-- Start PROVIDED TEXT --

Mathematica 14 10 9 18

Edit: Several people have correctly noted, regarding the former version, that f had not been defined, even though f of f had been defined to return -n.

In the current version, f[n] returns {n}, that is, a list containing the single integer, n; and f[f[n]] returns -n. I will leave it to the OP to decide if this meet the requirements.

f@{n_}=-n;f@n_={n}

Test:

f[f[3]]

-3

Testing several values at once…. f[f[#]] & /@ {-3, -2, -1, 1, 2, 3}

{3, 2, 1, -1, -2, -3}

  • 1
    Perhaps I don't understand you. Can you show an example of that failing? – Dr. belisarius Jun 30 '13 at 19:33
  • 5
    I don't think you've actually defined f... – boothby Jul 2 '13 at 20:03
  • 2
    Anybody care to explain this solution to those who aren't familiar with Mathematica syntax? Would be appreciated. – Ben Reich Dec 29 '13 at 23:49
  • 9
    f doesn't satisfy f:Q->Q. This answer should be disqualified. – Tyilo Dec 30 '13 at 2:34
  • 4
    @DavidCarraher A list of numbers isn't in Q or Z so this is still not valid. – Tyilo Dec 31 '13 at 18:56

Here's my go at it.

long f(int i){return i;}
int f(long i){return -i;}

Live example:

int main()
{
  for(int i=-10; i<10; i=i+3)
    std::cout << f(f(i)) << "\n";
}

The input types cn be arbitrarily tailored to suit your needs. This version works for integer literals that are smaller in magnitude than 2^32-1.

  • 2
    The problem said f:Q->Q, not f:Z->Z. – AJMansfield Jul 12 '13 at 13:37
  • @AJMansfield the scoring section of the spec was meant to offer bonus points for functions defined f:Z->Z, sorry for the confusing wording – ardnew Jul 12 '13 at 22:48
  • 6
    the problem with this answer is it appears to define two separate functions, while the spec requires you only define one. but i don't mean to start a semantics debate, it's still a very thoughtful solution – ardnew Jul 12 '13 at 22:54
  • @ardnew, oh you're right. I was pointed to this valid objection only seconds before sharing it with the Lounge<C++> on SO chat. I do wonder what the compiler makes of this (if it doesn't inline the calls), but my assembly sucks. – rubenvb Jul 13 '13 at 16:25
  • 1
    I think you can remove the space in return -i – Cyoce Apr 7 '17 at 18:36

JavaScript, 18

f=n=>n%1?.5-n:n+.5

Using the new fat arrow notation (Firefox 22).

-- End PROVIDED TEXT --
-- Start SUPPLIED MATERIAL --

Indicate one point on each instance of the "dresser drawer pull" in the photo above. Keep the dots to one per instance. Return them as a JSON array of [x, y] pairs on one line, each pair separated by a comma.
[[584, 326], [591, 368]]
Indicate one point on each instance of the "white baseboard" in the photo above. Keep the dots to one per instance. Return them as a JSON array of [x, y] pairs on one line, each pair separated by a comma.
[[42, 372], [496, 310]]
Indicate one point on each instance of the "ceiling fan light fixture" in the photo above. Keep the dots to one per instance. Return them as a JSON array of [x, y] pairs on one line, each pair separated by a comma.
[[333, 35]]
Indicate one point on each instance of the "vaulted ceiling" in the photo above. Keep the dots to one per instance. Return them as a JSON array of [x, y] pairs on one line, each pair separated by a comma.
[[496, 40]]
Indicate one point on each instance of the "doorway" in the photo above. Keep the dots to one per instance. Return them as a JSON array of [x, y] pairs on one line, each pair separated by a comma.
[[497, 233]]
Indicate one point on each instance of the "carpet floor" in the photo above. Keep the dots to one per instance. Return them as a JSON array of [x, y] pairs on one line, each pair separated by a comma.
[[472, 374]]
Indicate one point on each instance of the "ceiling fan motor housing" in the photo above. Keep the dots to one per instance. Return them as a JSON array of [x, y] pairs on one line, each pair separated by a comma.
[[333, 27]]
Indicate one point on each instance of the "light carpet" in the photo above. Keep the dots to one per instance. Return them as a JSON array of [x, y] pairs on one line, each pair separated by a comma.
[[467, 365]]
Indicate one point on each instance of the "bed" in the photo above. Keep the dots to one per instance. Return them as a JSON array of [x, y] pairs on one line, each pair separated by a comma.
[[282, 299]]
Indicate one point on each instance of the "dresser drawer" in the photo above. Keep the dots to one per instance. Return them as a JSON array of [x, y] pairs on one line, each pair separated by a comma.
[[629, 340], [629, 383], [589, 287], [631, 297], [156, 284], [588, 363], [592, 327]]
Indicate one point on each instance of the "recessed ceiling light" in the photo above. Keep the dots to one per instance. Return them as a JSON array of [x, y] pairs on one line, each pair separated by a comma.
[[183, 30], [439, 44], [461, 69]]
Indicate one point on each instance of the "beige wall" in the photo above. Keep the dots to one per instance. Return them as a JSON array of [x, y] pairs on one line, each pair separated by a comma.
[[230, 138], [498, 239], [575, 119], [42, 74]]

-- End SUPPLIED MATERIAL --

▶ [SET TASKS]:
1/ Answer these questions using the forum thread about making f(f(n)) return -n.
(a) In the current Mathematica version, what does f[n] return?
(b) The C++ version works for integer literals smaller in magnitude than what value?
(c) Which browser is named alongside the fat arrow notation in the JavaScript answer?
2/ Render this sentence from the forum thread into Spanish: "This version works for integer literals that are smaller in magnitude than 2^32-1."
3/ Proceed with the forum thread about making f(f(n)) return -n, starting right after its last sentence.

▶ [RESPONSE LIST]:
1/
(a) It returns {n}, a list containing the single integer n.
(b) 2^32-1
(c) Firefox 22

2/ Esta versión funciona con literales enteros cuya magnitud es menor que 2^32-1.

3/
Other version (18):

f=n=>n%1?-.5/n:.5/n

Previous version (20):

f=n=>n-~~n?.5-n:n+.5

Example:

> [-3,-2,-1,1,2,3].map(f).map(f)
[3, 2, 1, -1, -2, -3]
  • 10
    Looks like JavaScript is evolving into CoffeeScript. – Peter Taylor Jun 29 '13 at 21:13

Mathematica 18

f=#+1/2-4#(#-⌊#⌋)&

Here ⌊...⌋ is the floor function. It uses only rational numbers (not lists, complex numbers, etc)

f[10]
f[f[10]]

21/2

-10

f[-5]
f[f[-5]]

-9/2

5

x86 assembly language (FASM). The argument and the result are in eax register.

It works properly for -2^30 < N < +2^30-1

16 bytes executable code.

        use32

f_n:
        lea     edx, [2*eax]
        xor     edx, eax
        btc     eax, 30
        shl     edx, 1
        jnc     .end
        neg     eax
.end:
        retn
  • Nitpicking your numbers; 2E30 would be 2 * 10^30, not 2^30 as I think you want. – Nick T Dec 30 '13 at 2:22
  • @NickT My mistake. Fixed. – johnfound Feb 1 '14 at 11:14
  • I'm pretty sure you are supposed to count the bytes in the source code. – nyuszika7h Apr 28 '14 at 12:49

Common Lisp: 35 bytes

(defun f(x)(/(if(> 1 x)-1/2 1/2)x))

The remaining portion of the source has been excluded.